▸ REQUIREMENT
From the data below, keep only the lines that contain the word "space", and copy each of them out in full.

▸ DATASET
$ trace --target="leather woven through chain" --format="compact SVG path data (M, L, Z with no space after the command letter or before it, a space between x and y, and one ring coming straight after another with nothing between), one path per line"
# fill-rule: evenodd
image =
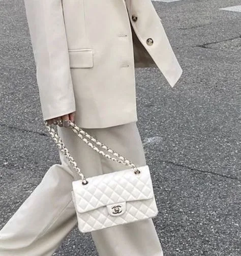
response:
M51 127L50 125L49 125L48 124L47 121L45 121L44 123L49 134L53 139L53 141L56 143L59 150L64 153L69 162L70 163L71 166L79 175L81 180L82 181L86 181L85 177L84 177L84 175L81 172L79 168L78 167L77 163L69 152L67 148L65 146L64 142L63 142L60 137L58 136L57 132L52 127ZM135 164L131 162L130 160L128 160L126 158L124 158L119 153L117 153L110 147L108 147L104 144L102 143L101 142L97 140L96 138L91 136L87 132L77 126L73 122L70 121L70 127L72 128L73 132L76 134L77 134L78 137L79 137L85 144L86 144L88 146L91 147L96 152L108 159L112 160L114 162L116 162L117 163L119 163L120 164L122 164L126 166L129 166L130 167L131 167L131 168L133 169L134 171L138 171ZM115 157L110 157L109 155L105 153L103 150L100 150L98 148L98 147L96 146L95 146L93 143L95 143L97 146L99 146L107 152L109 152L114 157L118 158L118 160L116 159L116 158L115 158Z

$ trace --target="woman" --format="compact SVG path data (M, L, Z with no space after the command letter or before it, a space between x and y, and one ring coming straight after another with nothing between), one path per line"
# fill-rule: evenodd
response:
M78 139L71 120L135 163L145 165L136 126L135 67L157 66L171 86L182 69L150 0L25 0L44 120L86 177L123 169ZM134 46L134 47L133 47ZM59 152L0 232L1 256L52 255L76 224L72 182ZM161 256L151 219L93 232L100 256Z

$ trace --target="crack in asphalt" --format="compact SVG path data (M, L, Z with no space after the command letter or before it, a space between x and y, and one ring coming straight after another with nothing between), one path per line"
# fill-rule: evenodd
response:
M45 134L44 133L43 133L43 132L34 132L33 131L28 130L24 129L22 129L22 128L19 128L18 127L14 127L14 126L11 126L11 125L7 125L6 124L1 124L1 123L0 123L0 126L4 126L4 127L7 127L8 128L10 128L11 129L16 130L17 130L17 131L20 131L20 132L22 132L32 133L36 134L39 134L39 135L42 136L49 137L49 135L48 135L47 134ZM174 163L174 162L171 162L171 161L164 161L163 162L165 162L165 163L167 163L168 164L172 164L172 165L173 165L174 166L179 166L179 167L184 167L184 168L186 168L186 169L187 169L188 170L191 170L192 171L196 171L196 172L201 172L201 173L210 173L210 174L213 174L213 175L217 175L217 176L221 176L221 177L224 177L224 178L229 178L229 179L231 179L231 180L236 180L236 181L240 181L239 180L238 178L236 178L235 177L232 177L231 176L228 176L228 175L225 175L225 174L220 174L220 173L217 173L217 172L212 172L212 171L203 171L203 170L200 170L200 169L196 169L196 168L193 168L193 167L190 167L187 166L186 165L182 165L180 164L177 164L177 163ZM6 166L5 165L0 165L0 166L1 166L1 167L4 167L5 168L6 168L6 167L7 168L7 166Z
M45 133L43 133L43 132L35 132L34 131L31 131L31 130L28 130L27 129L24 129L23 128L19 128L18 127L13 126L12 125L8 125L7 124L6 124L4 123L0 123L0 126L6 127L7 128L10 128L10 129L13 129L13 130L19 131L20 132L35 133L36 134L39 134L39 135L41 135L41 136L49 137L49 135L48 135L48 134L47 134Z
M224 178L230 178L231 180L235 180L235 181L240 181L238 178L236 178L235 177L232 177L232 176L228 176L225 174L221 174L220 173L217 173L217 172L213 172L212 171L203 171L202 170L200 170L200 169L196 169L193 167L190 167L189 166L187 166L186 165L184 165L180 164L177 164L176 163L173 163L173 162L171 161L164 161L163 162L165 163L168 163L168 164L172 164L175 166L179 166L180 167L184 167L186 169L188 169L188 170L191 170L192 171L194 171L198 172L202 172L203 173L210 173L211 174L215 175L217 176L220 176L220 177L222 177Z
M208 25L210 25L211 24L212 22L206 24L201 24L200 25L196 25L195 26L193 26L193 27L189 27L189 28L178 28L177 29L181 30L191 30L192 29L198 29L199 28L203 28L203 27L207 26Z
M237 39L238 38L241 38L241 35L238 36L237 37L233 37L232 38L229 38L228 39L225 39L225 40L221 40L221 41L217 41L217 42L212 42L210 43L205 43L203 44L196 45L196 47L200 47L202 48L208 48L208 47L207 47L208 45L210 45L212 44L215 44L216 43L222 43L223 42L228 42L229 41L232 41L232 40L234 40L234 39Z

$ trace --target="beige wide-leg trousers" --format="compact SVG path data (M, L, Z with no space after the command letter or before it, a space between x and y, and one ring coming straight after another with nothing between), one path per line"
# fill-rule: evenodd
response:
M146 164L135 122L85 130L137 166ZM58 130L86 177L126 169L94 151L70 128L58 127ZM1 256L51 255L76 225L71 190L72 181L78 176L69 168L62 152L59 155L62 164L49 168L41 183L0 231ZM91 234L100 256L163 256L152 219Z

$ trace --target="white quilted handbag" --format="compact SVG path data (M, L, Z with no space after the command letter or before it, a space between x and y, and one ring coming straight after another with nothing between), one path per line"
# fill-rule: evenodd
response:
M96 152L130 167L124 170L85 178L54 129L46 121L45 124L59 149L80 176L80 180L73 182L72 191L80 232L91 232L157 215L148 166L137 168L131 161L70 122L74 132Z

▸ ANSWER TO THE PROBLEM
$ trace --target="leather woven through chain" --format="compact SVG path data (M, L, Z with no space after the command letter or before it, a space between x and y, and one ring coming straight after another with nothing between), one path per line"
$ trace --target="woman" --format="compact SVG path data (M, L, Z with no space after the command letter or before it, a space between x and y, and one ring coming straight after another with nothing between), one path per line"
$ trace --target="crack in asphalt" --format="compact SVG path data (M, L, Z with no space after the command letter or before it, a space between x and y, and one ring coming straight after another with nothing between), one path per line"
$ trace --target="beige wide-leg trousers" --format="compact SVG path data (M, L, Z with no space after the command letter or before it, a space between x and y, and one ring coming straight after another with nothing between), one path per line"
$ trace --target="white quilted handbag" --format="compact SVG path data (M, L, Z with no space after the command letter or before it, a space between x and y, and one ring coming straight after another with nothing between), one path per line"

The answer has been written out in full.